- [Your objective] Copy out, from the data, each line containing the string "below".

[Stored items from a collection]

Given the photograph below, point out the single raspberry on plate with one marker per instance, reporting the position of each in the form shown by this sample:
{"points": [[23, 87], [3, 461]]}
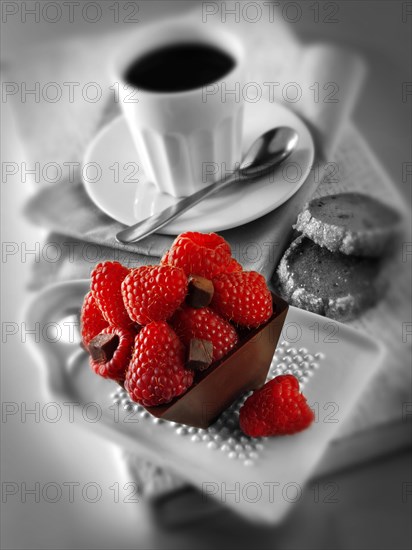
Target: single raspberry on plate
{"points": [[114, 362], [205, 324], [156, 373], [153, 293], [278, 408], [107, 278], [233, 266], [242, 297], [92, 321], [204, 254]]}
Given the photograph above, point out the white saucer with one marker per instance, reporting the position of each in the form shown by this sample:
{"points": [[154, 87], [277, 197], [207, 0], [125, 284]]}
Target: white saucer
{"points": [[117, 193]]}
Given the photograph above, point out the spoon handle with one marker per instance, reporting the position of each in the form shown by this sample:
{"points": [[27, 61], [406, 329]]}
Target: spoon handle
{"points": [[149, 225]]}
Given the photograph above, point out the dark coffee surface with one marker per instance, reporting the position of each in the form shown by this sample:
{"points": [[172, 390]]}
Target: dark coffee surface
{"points": [[178, 68]]}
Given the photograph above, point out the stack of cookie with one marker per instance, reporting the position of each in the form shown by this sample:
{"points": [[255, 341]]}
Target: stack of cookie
{"points": [[336, 267]]}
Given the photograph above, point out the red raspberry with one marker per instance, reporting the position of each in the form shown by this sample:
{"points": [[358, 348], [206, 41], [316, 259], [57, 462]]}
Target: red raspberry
{"points": [[204, 254], [91, 319], [156, 373], [278, 408], [107, 278], [233, 266], [207, 325], [115, 368], [242, 297], [153, 293]]}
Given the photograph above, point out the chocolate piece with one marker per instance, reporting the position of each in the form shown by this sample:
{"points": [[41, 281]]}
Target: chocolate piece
{"points": [[200, 291], [200, 354], [245, 368], [103, 346]]}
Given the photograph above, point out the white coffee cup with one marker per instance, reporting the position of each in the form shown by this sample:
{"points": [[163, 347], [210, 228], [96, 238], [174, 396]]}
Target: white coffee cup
{"points": [[185, 140]]}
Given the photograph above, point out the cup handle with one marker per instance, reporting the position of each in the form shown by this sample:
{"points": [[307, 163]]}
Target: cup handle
{"points": [[48, 312]]}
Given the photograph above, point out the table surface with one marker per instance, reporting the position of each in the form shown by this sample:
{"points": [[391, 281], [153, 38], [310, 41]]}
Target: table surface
{"points": [[372, 508]]}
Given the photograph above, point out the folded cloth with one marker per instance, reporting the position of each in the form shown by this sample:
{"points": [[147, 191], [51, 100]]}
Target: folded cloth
{"points": [[275, 61], [256, 245]]}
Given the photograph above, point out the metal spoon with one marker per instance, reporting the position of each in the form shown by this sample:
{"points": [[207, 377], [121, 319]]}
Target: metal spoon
{"points": [[268, 151]]}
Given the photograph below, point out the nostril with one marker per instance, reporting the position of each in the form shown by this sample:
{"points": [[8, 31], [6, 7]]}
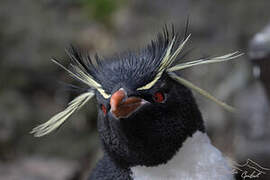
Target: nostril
{"points": [[117, 98]]}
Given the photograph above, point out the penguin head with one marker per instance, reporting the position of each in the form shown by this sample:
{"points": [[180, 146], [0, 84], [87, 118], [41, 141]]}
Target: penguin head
{"points": [[145, 119]]}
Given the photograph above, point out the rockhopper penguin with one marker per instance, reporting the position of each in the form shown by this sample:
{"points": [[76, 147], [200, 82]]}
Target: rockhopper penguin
{"points": [[148, 121]]}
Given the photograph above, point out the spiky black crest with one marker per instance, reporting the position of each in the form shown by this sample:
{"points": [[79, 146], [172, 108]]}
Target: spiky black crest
{"points": [[132, 69]]}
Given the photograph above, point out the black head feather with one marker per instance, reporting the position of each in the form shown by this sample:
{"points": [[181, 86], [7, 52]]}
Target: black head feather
{"points": [[129, 69], [154, 133]]}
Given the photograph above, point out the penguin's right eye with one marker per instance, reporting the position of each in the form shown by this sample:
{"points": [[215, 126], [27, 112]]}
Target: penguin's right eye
{"points": [[103, 109]]}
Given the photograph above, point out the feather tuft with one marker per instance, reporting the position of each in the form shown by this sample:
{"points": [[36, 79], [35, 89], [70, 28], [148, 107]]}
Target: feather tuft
{"points": [[201, 91], [57, 120], [218, 59]]}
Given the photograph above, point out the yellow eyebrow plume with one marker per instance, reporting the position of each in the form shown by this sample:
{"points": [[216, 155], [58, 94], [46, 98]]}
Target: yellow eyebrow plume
{"points": [[58, 119]]}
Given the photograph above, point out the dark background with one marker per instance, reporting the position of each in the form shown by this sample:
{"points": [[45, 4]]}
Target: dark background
{"points": [[33, 31]]}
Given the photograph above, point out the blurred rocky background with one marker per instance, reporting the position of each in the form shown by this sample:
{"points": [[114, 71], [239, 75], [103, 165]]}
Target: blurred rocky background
{"points": [[33, 31]]}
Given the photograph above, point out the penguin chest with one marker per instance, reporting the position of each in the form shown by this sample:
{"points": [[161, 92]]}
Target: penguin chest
{"points": [[197, 159]]}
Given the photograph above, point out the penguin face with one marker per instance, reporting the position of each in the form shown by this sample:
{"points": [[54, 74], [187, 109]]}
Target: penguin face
{"points": [[146, 127]]}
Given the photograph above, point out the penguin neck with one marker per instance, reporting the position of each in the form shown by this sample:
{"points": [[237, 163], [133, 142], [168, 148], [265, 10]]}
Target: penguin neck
{"points": [[196, 159]]}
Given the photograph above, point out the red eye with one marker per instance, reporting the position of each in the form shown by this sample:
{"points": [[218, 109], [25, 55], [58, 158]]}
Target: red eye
{"points": [[103, 108], [159, 97]]}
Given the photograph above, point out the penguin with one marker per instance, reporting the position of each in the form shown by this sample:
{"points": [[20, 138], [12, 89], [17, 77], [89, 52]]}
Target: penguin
{"points": [[149, 123]]}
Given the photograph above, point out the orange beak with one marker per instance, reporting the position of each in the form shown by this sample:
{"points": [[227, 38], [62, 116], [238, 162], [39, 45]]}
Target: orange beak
{"points": [[122, 106]]}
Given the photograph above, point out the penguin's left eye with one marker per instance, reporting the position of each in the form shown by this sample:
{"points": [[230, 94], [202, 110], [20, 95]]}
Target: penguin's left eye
{"points": [[103, 108], [159, 97]]}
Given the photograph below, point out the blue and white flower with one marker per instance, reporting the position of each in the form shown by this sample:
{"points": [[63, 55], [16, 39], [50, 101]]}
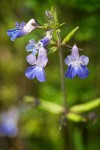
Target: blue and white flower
{"points": [[38, 64], [22, 29], [9, 122], [34, 47], [76, 64]]}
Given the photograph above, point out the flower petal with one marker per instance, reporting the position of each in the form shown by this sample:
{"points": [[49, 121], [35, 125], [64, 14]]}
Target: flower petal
{"points": [[70, 59], [15, 33], [30, 72], [31, 59], [82, 72], [40, 74], [84, 60], [74, 52], [42, 60], [71, 72]]}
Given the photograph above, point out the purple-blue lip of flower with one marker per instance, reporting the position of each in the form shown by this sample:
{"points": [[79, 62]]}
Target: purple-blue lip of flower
{"points": [[76, 65], [9, 122], [22, 29], [34, 47], [37, 70], [45, 41]]}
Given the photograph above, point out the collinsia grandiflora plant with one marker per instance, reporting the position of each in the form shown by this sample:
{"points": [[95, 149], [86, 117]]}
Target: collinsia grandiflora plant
{"points": [[38, 53]]}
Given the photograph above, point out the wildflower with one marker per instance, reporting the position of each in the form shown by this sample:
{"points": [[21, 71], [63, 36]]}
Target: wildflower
{"points": [[38, 64], [9, 122], [34, 47], [22, 29], [76, 64]]}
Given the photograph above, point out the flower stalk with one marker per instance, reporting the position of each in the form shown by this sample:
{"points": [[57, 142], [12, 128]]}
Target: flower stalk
{"points": [[62, 71]]}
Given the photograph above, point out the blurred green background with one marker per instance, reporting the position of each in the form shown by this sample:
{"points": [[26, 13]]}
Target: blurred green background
{"points": [[39, 129]]}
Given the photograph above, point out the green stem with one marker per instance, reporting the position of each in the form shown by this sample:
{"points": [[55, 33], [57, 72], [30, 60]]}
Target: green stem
{"points": [[62, 71]]}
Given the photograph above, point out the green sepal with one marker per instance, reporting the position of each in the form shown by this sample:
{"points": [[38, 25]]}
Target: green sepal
{"points": [[68, 37]]}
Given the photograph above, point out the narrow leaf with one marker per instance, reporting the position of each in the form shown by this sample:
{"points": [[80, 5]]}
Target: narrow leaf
{"points": [[86, 107], [68, 37], [75, 117]]}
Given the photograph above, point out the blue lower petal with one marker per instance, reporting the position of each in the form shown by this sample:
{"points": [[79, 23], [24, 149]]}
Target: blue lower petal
{"points": [[15, 33], [71, 72], [45, 42], [40, 74], [30, 72], [82, 72]]}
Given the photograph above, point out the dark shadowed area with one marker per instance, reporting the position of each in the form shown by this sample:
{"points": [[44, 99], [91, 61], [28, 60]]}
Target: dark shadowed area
{"points": [[37, 129]]}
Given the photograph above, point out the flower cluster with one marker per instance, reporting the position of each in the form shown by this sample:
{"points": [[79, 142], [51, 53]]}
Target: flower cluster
{"points": [[76, 65], [38, 50]]}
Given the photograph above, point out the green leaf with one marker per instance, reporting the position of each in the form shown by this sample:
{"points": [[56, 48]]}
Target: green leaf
{"points": [[75, 117], [86, 107], [54, 108], [45, 105], [68, 37]]}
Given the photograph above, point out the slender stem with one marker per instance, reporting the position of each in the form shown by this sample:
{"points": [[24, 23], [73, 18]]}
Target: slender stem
{"points": [[62, 71]]}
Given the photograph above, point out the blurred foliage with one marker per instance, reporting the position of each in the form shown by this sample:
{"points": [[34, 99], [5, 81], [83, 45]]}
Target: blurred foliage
{"points": [[38, 128]]}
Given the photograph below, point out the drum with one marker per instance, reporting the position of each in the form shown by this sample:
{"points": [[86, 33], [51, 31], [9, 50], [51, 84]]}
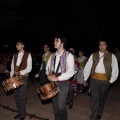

- [Result]
Given the photograph below, point out the single raspberry on plate with one marker per instance, reporting the position of each in the form shown by this sample:
Given the photograph below, point out the nostril with one marker per instance, reporting the position of each in the form shown by this sample:
Given the photograph below, point out the blue and white flower with one marker per instance, reporting the position of each in the form shown by this sample:
Given the photograph below, point out the drum with one marker per instance, reporting the position of each in the form shown by this sample:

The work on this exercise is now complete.